Objective :: Starting at the line below that contains "Could you please indicate the hedge", print each line through the end of the records exactly as it appears.

Materials provided ::
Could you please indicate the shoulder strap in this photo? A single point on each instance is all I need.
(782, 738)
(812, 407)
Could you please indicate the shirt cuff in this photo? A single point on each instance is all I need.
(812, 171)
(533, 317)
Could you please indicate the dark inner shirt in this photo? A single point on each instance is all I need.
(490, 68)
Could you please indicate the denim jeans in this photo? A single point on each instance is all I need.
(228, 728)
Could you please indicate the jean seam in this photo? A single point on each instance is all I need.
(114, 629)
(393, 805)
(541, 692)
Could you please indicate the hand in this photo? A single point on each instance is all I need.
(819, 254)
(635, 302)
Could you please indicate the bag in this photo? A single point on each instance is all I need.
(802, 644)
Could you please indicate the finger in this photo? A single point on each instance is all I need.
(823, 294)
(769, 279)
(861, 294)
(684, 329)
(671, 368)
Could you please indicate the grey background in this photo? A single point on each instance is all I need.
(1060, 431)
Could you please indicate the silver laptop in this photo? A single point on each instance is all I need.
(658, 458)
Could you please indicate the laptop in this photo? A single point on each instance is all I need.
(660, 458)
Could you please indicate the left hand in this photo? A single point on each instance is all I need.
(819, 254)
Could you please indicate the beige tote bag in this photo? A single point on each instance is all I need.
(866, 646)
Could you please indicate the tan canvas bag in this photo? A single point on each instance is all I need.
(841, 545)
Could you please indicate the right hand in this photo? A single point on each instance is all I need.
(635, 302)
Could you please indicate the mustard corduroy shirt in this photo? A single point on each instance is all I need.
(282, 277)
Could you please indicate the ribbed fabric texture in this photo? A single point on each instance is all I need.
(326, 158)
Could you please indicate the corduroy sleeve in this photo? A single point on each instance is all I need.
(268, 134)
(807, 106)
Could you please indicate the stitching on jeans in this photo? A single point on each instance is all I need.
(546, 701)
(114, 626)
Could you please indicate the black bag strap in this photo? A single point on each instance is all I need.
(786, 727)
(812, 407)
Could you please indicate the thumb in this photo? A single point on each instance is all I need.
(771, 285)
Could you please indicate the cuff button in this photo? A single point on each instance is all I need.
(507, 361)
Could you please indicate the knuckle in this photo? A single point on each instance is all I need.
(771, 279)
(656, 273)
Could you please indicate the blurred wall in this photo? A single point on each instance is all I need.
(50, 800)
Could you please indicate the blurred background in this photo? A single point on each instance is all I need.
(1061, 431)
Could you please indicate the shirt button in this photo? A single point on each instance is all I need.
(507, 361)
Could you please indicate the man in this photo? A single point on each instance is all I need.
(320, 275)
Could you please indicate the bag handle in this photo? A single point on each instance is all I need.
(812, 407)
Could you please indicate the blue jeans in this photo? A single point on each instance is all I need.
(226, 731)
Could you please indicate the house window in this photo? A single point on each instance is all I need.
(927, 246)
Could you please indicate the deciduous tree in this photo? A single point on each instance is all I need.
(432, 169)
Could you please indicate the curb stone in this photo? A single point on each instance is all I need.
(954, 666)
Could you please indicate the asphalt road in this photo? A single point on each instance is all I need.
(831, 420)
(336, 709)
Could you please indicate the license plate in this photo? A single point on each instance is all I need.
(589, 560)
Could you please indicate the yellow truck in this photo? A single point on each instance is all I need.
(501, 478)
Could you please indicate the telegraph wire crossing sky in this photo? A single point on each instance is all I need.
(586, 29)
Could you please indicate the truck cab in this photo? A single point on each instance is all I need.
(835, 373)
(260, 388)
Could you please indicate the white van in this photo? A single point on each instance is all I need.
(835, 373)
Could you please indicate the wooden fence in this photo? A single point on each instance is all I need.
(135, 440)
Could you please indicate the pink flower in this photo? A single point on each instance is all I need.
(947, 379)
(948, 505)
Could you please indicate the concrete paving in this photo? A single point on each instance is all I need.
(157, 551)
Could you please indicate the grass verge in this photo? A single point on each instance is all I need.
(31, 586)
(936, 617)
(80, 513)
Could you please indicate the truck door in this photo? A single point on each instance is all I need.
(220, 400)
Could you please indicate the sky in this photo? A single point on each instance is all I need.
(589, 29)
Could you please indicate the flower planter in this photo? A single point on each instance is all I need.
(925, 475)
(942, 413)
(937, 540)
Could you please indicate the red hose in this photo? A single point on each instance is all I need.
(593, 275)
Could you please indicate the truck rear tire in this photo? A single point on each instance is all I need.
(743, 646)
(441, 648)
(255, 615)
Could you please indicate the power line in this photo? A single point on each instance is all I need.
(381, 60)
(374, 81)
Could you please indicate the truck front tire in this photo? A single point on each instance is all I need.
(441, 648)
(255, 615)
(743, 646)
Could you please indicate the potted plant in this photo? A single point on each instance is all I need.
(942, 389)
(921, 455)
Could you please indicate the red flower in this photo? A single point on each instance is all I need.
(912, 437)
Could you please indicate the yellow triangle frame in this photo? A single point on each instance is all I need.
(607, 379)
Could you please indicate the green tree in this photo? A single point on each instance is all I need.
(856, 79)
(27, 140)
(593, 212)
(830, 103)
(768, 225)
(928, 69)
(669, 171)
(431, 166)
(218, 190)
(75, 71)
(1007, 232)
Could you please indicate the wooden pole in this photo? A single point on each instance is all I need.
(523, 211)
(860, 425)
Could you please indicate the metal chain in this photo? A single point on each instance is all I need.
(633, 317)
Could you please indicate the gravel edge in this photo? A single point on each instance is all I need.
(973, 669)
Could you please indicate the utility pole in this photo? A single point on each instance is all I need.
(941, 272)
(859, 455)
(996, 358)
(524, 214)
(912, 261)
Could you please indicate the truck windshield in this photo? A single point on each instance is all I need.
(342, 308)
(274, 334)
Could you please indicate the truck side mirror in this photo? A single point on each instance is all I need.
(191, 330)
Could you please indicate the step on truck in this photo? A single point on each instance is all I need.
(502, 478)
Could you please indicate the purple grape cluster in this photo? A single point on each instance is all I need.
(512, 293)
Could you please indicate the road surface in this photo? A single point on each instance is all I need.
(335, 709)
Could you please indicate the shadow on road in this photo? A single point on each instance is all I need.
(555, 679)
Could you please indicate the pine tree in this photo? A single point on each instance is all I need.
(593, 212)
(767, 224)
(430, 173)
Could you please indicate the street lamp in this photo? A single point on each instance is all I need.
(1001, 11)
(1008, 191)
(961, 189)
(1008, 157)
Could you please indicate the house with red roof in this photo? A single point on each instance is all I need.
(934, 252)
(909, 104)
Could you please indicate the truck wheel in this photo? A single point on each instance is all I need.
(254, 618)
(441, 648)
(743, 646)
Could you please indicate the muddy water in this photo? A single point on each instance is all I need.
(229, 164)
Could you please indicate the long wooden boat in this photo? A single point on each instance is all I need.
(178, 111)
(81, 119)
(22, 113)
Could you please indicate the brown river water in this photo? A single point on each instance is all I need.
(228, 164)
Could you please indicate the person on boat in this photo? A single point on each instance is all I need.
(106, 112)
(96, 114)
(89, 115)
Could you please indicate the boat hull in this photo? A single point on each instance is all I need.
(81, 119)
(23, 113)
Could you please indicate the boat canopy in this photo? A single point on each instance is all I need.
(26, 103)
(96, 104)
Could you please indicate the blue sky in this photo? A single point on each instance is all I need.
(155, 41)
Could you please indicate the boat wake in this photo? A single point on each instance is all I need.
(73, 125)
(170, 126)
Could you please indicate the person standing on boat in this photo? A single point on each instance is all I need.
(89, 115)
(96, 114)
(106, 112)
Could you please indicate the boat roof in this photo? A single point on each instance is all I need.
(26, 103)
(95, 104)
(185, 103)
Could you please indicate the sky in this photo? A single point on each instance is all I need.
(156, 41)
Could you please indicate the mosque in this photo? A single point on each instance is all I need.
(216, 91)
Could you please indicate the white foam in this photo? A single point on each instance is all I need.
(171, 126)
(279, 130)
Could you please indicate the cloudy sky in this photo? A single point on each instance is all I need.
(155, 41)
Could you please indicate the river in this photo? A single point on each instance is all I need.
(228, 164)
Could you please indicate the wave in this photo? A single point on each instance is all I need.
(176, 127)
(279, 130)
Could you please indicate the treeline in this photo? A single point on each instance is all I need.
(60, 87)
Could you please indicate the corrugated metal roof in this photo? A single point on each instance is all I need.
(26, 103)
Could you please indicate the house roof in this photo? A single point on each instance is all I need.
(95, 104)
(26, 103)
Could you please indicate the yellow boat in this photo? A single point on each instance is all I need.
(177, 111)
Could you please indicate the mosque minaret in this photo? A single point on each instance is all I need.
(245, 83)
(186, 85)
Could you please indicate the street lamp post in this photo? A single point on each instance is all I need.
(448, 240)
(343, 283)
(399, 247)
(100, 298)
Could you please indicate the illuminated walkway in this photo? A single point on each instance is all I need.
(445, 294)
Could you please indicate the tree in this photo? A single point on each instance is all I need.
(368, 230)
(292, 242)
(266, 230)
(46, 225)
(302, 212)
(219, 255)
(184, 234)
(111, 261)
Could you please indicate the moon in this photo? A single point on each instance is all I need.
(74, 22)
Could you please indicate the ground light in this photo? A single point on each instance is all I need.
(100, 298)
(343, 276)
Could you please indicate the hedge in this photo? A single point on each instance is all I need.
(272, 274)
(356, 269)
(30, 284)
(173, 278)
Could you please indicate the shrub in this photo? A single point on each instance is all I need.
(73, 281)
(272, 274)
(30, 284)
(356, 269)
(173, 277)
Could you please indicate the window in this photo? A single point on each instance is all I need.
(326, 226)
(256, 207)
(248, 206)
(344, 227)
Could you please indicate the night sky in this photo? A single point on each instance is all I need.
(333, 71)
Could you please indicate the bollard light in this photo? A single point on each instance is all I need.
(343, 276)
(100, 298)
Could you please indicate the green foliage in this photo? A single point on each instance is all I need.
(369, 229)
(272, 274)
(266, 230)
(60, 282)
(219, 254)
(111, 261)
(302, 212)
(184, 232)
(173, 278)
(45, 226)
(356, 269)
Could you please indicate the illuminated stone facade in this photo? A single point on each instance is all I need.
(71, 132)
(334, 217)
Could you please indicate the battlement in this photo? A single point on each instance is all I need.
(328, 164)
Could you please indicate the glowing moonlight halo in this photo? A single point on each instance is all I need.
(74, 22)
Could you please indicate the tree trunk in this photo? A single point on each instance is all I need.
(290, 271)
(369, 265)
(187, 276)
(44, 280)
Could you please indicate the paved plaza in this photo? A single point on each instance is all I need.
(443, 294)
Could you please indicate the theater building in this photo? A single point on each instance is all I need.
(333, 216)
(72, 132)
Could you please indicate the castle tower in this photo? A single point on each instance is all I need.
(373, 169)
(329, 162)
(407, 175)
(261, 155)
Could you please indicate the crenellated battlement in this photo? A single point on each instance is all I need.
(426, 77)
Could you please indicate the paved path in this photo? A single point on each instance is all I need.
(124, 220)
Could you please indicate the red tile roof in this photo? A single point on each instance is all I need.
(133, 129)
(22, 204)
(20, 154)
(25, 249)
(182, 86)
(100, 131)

Written response ::
Could you please indicate the hedge in this photo? A single point on each instance is all I need.
(272, 274)
(356, 269)
(30, 284)
(173, 278)
Could you please indicate the shrub in this photo? A single point on each instance is all I need.
(73, 281)
(272, 274)
(30, 284)
(356, 269)
(173, 277)
Could you please indicate the window in this photo? A single point on each instance is all I need.
(326, 226)
(256, 207)
(248, 206)
(344, 227)
Could you please indicate the night sky in this photo? A single point on each instance is all I need.
(333, 71)
Could you please indicate the bollard light in this photo? A single point on each instance is all I need.
(343, 276)
(100, 298)
Could you please indicate the green foliage in this photo? A single point on each instance is all I need.
(369, 229)
(272, 274)
(266, 230)
(60, 282)
(219, 254)
(111, 261)
(302, 212)
(184, 232)
(173, 278)
(45, 226)
(356, 269)
Could you please indicate the illuminated stone facade in this photo? A single point on each instance is all I need.
(71, 132)
(334, 217)
Could you please indicate the battlement in this photo? A single point on each instance is all I need.
(328, 164)
Could you please indicate the glowing moonlight halo in this photo? A single point on each instance is all I need.
(74, 22)
Could you please indicate the tree trunk in this photo? A single point on each instance is all I need.
(290, 271)
(369, 265)
(187, 276)
(44, 280)
Could you please indicate the paved plaza in this photo? A single point on each instance is all I need.
(443, 294)
Could you please indicate the theater building in this photo? A single point on each instance is all I need.
(333, 216)
(72, 132)
Could you please indicate the castle tower in this photo? A single point on each instance is all I need.
(373, 169)
(329, 162)
(407, 175)
(261, 155)
Could you please indicate the crenellated battlement in this photo? A single point on each instance is all I need.
(426, 77)
Could you please indicate the paved path in this photo? A single point on each instance is all I need.
(124, 220)
Could you please indicate the red tile roof in this photo? A single point on each instance is all I need.
(133, 129)
(22, 204)
(20, 154)
(25, 249)
(182, 86)
(100, 131)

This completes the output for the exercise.